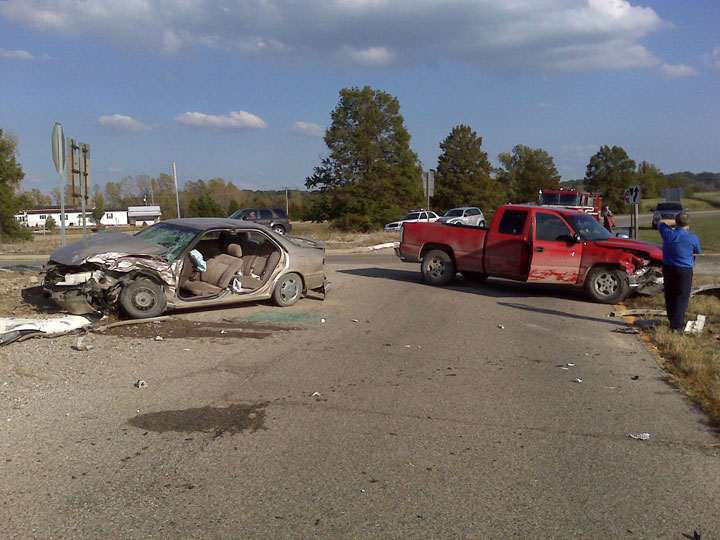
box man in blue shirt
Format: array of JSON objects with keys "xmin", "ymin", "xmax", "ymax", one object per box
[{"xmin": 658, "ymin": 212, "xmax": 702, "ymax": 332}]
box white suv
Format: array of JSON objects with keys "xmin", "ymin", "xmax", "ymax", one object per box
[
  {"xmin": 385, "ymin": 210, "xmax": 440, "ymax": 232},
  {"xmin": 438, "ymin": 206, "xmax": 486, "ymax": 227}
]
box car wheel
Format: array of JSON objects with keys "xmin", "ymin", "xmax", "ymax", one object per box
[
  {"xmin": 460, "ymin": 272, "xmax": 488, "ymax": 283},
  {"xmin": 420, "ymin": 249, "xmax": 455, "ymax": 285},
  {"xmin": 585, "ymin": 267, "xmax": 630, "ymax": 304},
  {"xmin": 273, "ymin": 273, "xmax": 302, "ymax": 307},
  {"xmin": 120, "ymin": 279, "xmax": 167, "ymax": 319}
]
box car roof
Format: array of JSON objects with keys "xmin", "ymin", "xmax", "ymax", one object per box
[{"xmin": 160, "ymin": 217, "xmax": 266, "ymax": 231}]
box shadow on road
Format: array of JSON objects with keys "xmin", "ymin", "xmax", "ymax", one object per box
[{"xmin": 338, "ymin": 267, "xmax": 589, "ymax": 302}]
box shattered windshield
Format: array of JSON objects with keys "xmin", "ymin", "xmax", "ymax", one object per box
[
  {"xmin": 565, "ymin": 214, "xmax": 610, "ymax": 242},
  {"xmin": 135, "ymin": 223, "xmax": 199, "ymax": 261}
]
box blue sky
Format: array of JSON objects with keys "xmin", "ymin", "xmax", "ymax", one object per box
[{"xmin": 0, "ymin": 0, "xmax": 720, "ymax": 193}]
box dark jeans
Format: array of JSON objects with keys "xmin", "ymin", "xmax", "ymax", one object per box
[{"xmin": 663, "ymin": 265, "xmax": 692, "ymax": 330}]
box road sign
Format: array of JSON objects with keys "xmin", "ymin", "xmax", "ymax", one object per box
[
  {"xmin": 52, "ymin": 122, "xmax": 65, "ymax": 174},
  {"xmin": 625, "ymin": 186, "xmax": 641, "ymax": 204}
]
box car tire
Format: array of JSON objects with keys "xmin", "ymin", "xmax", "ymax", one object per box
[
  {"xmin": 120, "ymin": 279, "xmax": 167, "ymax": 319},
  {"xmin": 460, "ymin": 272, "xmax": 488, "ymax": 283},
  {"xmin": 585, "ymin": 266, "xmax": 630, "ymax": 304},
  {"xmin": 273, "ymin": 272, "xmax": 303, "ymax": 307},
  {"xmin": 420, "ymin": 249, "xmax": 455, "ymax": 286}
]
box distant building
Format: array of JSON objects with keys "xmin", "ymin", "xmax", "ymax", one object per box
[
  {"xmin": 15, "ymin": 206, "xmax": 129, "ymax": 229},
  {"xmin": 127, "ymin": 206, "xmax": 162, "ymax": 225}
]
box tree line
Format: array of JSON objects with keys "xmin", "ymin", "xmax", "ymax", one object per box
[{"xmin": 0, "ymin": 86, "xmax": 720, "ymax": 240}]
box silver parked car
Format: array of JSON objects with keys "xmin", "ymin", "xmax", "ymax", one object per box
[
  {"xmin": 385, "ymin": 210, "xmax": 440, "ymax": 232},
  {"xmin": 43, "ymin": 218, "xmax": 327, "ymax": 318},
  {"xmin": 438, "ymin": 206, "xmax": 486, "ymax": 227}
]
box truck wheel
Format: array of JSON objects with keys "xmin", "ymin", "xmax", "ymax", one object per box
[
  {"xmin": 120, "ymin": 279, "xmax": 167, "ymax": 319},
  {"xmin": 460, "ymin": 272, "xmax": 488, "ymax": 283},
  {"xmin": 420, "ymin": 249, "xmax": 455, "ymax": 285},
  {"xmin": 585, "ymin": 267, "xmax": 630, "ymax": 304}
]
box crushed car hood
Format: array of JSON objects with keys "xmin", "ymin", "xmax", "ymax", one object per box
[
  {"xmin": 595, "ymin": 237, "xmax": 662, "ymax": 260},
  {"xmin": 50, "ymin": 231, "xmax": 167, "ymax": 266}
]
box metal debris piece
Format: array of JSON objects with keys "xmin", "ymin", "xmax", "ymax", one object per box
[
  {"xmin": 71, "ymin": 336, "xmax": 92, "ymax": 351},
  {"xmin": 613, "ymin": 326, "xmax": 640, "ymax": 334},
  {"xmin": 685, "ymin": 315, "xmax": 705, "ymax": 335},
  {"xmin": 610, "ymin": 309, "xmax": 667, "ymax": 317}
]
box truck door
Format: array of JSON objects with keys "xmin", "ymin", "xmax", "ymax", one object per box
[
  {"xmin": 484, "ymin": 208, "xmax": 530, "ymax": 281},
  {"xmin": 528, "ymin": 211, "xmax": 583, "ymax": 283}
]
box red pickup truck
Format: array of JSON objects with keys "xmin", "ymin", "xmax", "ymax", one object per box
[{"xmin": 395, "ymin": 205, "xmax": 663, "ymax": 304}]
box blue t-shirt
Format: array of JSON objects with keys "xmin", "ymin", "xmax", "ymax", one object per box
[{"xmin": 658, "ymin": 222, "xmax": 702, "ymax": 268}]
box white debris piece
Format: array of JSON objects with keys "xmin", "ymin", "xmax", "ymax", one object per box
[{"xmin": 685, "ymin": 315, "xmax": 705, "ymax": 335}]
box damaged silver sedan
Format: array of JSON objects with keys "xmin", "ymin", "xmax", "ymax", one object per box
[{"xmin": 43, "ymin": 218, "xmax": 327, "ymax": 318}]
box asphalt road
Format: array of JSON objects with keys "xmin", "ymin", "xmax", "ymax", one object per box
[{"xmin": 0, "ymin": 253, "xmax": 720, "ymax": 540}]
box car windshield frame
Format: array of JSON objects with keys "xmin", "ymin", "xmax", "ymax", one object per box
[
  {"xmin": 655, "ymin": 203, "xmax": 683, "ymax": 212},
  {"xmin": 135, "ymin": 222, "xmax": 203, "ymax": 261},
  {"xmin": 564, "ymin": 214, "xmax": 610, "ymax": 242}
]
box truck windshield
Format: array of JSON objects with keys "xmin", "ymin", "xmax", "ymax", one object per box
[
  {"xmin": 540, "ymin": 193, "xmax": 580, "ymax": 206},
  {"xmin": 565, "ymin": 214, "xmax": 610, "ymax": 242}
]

# # #

§ DO THIS
Report every line of the listing above that contains the string "silver", copying each such line in full. Matching is case-sensitive.

§ CORRECT ANSWER
box silver parked car
box damaged silver sedan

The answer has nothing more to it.